- **Assignment**: In the text about Benny Morris, why was he jailed?

- **Study text**:
=== Begin Enclosure ===
Benny Morris was the radical Israeli historian who forced his country to confront its role in the displacement of hundreds of thousands of Palestinians. Later he was jailed for refusing to do military service in the West Bank. But now he has changed his tune. As the cycle of violence in the Middle East intensifies, he launches a vicious attack on the 'inveterate liar' Yasser Arafat - and explains why he believes a peaceful coexistence is impossible

Thursday February 21, 2002
The Guardian

The rumour that I have undergone a brain transplant is (as far as I can remember) unfounded - or at least premature. But my thinking about the current Middle East crisis and its protagonists has in fact radically changed during the past two years. I imagine that I feel a bit like one of those western fellow travellers rudely awakened by the trundle of Russian tanks crashing through Budapest in 1956.
=== End Enclosure ===
- **Data extracted from a collection**:
=== Begin Enclosure ===
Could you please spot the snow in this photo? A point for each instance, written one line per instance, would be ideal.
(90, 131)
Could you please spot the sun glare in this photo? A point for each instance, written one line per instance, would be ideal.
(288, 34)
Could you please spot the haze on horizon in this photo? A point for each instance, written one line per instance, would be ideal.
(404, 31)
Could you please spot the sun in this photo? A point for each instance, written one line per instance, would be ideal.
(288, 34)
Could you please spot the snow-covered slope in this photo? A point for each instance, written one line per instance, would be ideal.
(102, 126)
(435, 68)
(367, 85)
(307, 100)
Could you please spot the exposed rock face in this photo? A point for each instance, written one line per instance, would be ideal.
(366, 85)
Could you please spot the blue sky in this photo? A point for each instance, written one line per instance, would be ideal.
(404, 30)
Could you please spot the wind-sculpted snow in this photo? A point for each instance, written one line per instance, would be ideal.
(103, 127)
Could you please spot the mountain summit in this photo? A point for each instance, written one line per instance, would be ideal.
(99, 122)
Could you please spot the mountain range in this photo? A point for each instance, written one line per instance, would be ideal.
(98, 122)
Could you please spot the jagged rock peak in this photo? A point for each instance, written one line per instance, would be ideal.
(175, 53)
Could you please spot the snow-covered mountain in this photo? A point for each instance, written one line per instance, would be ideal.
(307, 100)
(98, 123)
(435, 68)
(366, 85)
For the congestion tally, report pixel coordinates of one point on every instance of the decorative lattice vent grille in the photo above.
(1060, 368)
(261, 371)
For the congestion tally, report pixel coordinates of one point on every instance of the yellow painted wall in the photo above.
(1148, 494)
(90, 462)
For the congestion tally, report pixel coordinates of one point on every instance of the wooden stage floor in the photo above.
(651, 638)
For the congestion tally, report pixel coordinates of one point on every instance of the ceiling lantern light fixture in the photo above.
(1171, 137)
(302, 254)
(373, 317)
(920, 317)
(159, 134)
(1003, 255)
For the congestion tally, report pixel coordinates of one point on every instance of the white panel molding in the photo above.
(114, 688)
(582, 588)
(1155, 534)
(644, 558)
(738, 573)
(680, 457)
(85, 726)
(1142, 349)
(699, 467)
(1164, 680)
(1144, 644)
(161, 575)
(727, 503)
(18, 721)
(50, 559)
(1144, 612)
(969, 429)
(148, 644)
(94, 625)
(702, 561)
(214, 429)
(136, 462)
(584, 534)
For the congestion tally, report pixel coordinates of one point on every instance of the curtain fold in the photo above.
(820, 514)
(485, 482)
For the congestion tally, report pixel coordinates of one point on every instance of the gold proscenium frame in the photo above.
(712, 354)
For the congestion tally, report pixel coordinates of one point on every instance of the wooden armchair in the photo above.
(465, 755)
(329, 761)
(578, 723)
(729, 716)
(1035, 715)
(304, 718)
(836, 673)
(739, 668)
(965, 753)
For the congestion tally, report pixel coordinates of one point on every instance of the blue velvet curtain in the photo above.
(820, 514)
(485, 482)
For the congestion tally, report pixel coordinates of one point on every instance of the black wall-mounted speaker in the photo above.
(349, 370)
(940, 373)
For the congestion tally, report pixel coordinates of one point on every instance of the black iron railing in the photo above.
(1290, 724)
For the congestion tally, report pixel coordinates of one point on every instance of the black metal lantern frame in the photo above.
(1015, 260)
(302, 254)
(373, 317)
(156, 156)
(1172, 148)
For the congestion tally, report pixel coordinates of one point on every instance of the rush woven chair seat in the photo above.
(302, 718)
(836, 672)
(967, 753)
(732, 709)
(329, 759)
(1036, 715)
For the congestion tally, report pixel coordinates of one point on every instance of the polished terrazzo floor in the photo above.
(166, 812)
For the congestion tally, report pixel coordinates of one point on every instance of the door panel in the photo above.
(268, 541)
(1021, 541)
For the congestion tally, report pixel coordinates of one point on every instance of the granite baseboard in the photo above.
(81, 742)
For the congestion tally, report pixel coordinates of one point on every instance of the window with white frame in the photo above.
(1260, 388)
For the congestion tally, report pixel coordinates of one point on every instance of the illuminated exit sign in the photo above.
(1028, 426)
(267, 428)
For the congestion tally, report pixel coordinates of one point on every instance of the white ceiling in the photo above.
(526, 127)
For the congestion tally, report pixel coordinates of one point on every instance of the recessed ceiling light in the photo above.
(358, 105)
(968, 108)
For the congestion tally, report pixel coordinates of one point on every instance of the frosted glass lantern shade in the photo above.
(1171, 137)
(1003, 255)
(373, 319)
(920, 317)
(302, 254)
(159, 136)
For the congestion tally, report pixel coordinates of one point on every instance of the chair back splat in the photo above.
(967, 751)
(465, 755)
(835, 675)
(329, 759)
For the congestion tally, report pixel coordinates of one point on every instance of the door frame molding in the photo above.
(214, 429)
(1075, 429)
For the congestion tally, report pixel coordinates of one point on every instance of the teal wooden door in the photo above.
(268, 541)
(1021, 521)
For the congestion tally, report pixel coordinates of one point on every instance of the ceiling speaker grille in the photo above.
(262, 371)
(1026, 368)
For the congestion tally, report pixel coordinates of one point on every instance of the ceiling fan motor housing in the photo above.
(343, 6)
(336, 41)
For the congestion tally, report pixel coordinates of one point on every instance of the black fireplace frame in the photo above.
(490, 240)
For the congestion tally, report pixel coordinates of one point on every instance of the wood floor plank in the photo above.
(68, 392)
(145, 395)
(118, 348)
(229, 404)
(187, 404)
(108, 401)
=== End Enclosure ===
- **Answer to this task**: He was jailed for refusing to do military service in the West Bank.